§ **WHAT THE TASK ASKS**
Output all records precisely as written.
--------
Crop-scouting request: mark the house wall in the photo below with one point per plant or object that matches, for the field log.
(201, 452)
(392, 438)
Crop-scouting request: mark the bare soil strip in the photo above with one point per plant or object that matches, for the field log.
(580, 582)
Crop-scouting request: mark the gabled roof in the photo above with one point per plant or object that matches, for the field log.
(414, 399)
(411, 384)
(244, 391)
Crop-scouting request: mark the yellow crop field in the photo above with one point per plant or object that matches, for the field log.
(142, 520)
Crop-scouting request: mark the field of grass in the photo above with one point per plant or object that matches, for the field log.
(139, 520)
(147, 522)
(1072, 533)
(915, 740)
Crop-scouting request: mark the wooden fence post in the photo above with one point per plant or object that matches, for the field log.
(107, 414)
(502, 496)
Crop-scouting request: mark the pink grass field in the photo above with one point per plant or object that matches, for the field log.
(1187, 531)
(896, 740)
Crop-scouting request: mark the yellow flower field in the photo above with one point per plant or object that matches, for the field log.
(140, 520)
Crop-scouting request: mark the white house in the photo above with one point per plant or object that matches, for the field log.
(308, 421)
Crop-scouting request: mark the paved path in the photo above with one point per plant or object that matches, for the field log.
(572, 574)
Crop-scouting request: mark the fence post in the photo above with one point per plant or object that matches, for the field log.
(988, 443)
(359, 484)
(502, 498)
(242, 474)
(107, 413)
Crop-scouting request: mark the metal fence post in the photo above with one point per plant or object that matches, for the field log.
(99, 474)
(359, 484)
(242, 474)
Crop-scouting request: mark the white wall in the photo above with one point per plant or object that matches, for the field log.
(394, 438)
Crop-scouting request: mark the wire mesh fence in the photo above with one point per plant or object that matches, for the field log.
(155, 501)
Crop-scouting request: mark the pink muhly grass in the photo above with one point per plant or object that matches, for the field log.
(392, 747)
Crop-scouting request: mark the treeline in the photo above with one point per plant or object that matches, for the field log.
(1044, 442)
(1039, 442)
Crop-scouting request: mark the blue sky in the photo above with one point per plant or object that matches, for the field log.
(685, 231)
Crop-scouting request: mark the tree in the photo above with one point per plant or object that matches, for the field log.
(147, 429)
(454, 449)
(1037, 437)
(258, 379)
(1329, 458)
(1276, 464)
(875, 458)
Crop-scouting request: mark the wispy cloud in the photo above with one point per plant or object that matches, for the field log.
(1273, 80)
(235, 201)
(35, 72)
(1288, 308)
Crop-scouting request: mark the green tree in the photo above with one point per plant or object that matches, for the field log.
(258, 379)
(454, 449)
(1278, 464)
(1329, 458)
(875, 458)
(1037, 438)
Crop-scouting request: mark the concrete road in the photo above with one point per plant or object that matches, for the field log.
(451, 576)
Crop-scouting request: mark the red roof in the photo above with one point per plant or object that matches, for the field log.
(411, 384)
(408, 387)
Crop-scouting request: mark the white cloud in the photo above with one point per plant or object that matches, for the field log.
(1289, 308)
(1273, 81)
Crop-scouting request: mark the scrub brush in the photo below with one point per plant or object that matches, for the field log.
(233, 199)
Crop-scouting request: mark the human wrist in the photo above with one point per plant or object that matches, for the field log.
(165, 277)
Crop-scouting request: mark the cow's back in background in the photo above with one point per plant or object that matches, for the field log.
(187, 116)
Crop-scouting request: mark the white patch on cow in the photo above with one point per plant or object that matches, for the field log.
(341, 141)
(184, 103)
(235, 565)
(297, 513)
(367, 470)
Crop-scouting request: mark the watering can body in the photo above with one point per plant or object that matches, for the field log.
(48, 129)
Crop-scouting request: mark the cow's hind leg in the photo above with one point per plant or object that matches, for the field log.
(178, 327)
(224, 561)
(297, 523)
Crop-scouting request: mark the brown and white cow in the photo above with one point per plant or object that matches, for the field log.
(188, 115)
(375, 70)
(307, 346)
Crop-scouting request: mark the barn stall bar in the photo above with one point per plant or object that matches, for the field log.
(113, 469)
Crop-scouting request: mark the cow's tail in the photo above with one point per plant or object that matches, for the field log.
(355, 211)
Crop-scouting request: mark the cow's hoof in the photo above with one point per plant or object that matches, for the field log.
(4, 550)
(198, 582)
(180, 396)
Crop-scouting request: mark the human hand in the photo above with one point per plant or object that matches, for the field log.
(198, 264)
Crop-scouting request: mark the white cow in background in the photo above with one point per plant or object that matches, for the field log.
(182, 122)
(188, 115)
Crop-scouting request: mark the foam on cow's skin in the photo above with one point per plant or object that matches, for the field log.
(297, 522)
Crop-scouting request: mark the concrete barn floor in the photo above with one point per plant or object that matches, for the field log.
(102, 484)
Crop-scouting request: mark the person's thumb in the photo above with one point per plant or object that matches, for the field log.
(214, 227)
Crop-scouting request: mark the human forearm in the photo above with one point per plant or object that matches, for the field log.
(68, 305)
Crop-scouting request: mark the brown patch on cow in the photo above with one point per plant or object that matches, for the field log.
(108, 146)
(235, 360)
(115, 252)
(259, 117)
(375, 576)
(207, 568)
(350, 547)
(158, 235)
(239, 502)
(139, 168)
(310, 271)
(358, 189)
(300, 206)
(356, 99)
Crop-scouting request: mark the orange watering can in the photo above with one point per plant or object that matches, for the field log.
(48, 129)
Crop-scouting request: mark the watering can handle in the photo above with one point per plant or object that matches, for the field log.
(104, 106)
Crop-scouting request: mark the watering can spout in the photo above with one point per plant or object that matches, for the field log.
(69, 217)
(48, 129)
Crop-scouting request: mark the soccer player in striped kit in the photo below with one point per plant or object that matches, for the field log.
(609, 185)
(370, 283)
--------
§ **FINISHED EXERCISE**
Crop-scouting request: mark the house wall in the photo below with one point per plant or object that matches, for the field log.
(201, 452)
(392, 438)
Crop-scouting request: mark the bare soil strip in the photo above with one point per plant or object that matches, for the field log.
(580, 582)
Crop-scouting request: mark the gabled roof in the photo above with one point per plant or object that matches, for the field log.
(414, 399)
(411, 384)
(244, 391)
Crop-scouting request: mark the yellow crop field in the photo above with one point per plant or object that matches, for the field log.
(142, 520)
Crop-scouting request: mark the field of grass in the photo above with one point per plant or object that matches, for the field log.
(139, 520)
(147, 522)
(1072, 533)
(915, 740)
Crop-scouting request: mark the wooden fence post in the photo above with one point per plant or object that matches, for the field log.
(107, 414)
(502, 496)
Crop-scouting request: mark the pink grass field in the photo above with one point per plant or object that matches, for the field log.
(1187, 531)
(896, 740)
Crop-scouting request: mark the yellow flower field in the photo above with one point per plant or object that matches, for the field log.
(140, 520)
Crop-scouting request: mark the white house in the photo above with one point per plant or object that matches, for the field log.
(308, 421)
Crop-scouting request: mark the paved path in the photo above with one point per plant or object that matches, for the field log.
(572, 574)
Crop-scouting request: mark the fence post in the photo above with one point per plant or object that matches, for the field log.
(988, 443)
(359, 484)
(502, 498)
(242, 474)
(107, 413)
Crop-scouting request: mark the metal fence post in the photo above with one point per plant or object that matches, for the field log.
(99, 474)
(359, 484)
(242, 474)
Crop-scouting request: mark the white wall in the photo above with one point per plant or object that matches, for the field log.
(394, 438)
Crop-scouting request: mark the wire mesh fence in the photo above with one point per plant or object that matches, for the field log.
(155, 501)
Crop-scouting request: mark the pink muhly grass in the photo above with one point per plant or object that matches, for the field log.
(392, 747)
Crop-scouting request: mark the treeline in the photo above with one point per plant or object that matches, for the field log.
(1044, 442)
(1039, 442)
Crop-scouting request: mark the blue sky in the photo above with one point per plant or object that matches, for the field log.
(685, 231)
Crop-scouting request: mark the tree in the photo above with one point per plant or object that matches, for the field log.
(147, 429)
(454, 449)
(1037, 437)
(258, 379)
(1329, 458)
(1276, 464)
(875, 458)
Crop-scouting request: mark the wispy cloud in the photo above with one point per plant or object that matches, for the field log.
(1273, 80)
(235, 201)
(35, 72)
(1288, 308)
Crop-scouting request: mark the green tree in the photo above with one point per plant or object that matches, for the field log.
(258, 379)
(454, 449)
(1278, 464)
(1329, 458)
(875, 458)
(1037, 438)
Crop-scouting request: mark the concrete road in the photo above with one point per plant or object that matches, for the field log.
(451, 576)
Crop-scouting request: mark the red roof in the photo above with one point per plant or object that matches, for the field log.
(411, 384)
(408, 387)
Crop-scouting request: mark the white cloud in the photo above with one point per plant or object that matches, for the field log.
(1289, 308)
(1273, 81)
Crop-scouting request: mark the scrub brush in the photo below with one point per plant or object that matches, for the field log.
(233, 199)
Crop-scouting request: mark the human wrist in the photo above with one point per plant or object that matches, for the field log.
(165, 277)
Crop-scouting request: mark the cow's back in background in the photo above with one point per plant or object that matches, for the field log.
(187, 116)
Crop-scouting request: mark the white patch on cow in the photo above with one point per plant or object that matches, for the field log.
(341, 141)
(184, 103)
(235, 565)
(297, 513)
(367, 470)
Crop-scouting request: mark the watering can body in the photo above with one point per plant or object that matches, for the field log.
(48, 129)
Crop-scouting request: mark the cow's hind leg in the photo above with one point per plant or object that matches, for the field log.
(178, 327)
(224, 561)
(297, 523)
Crop-scouting request: mark the brown and white cow in the photo above with one point per plant or object that matches, for the field log.
(188, 115)
(375, 70)
(307, 346)
Crop-scouting request: mark the barn stall bar in the photo above with one point per plant or object that matches, for the field log.
(113, 469)
Crop-scouting request: mark the cow's tail in the photo above with one point per plant or object that matches, for the field log.
(355, 211)
Crop-scouting request: mark the cow's hoof in the photo above with one point per plant or object that matches, for the field log.
(4, 550)
(198, 582)
(180, 396)
Crop-scouting request: mark the human hand in the photo above with one point per plant or object that matches, for the field log.
(198, 264)
Crop-scouting request: mark the white cow in background in the photo above with one point per plant or object that matches, for the field log.
(182, 122)
(188, 115)
Crop-scouting request: mark the foam on cow's skin in the photo above with one point per plant or object that matches, for the field log.
(297, 522)
Crop-scouting request: mark the concrete barn floor in the photo above with one point per plant or object that matches, for the field log.
(102, 484)
Crop-scouting request: mark the person's thumb in the photo above with one point per plant or object that matches, for the field log.
(214, 227)
Crop-scouting request: mark the human forearm in the photo above with one point per plant or object that matches, for the field log.
(68, 305)
Crop-scouting request: mark the brown patch on cow in the photo above with one point per plant or object that matches, for the field log.
(108, 146)
(235, 360)
(115, 252)
(259, 117)
(375, 576)
(207, 568)
(350, 547)
(158, 235)
(239, 502)
(139, 168)
(310, 271)
(358, 189)
(300, 206)
(356, 99)
Crop-scouting request: mark the orange watering can in the photo above with one point per plant or object that matches, for the field log.
(48, 129)
Crop-scouting request: mark the watering can handle in the photo above with one point per plant or object that matches, for the field log.
(104, 106)
Crop-scouting request: mark the watering can spout in the photo above with one point per plant or object that matches, for the field log.
(69, 217)
(48, 129)
Crop-scouting request: mark the soccer player in striped kit in the photo below with one point per plant or object that matches, for the field log.
(609, 185)
(370, 283)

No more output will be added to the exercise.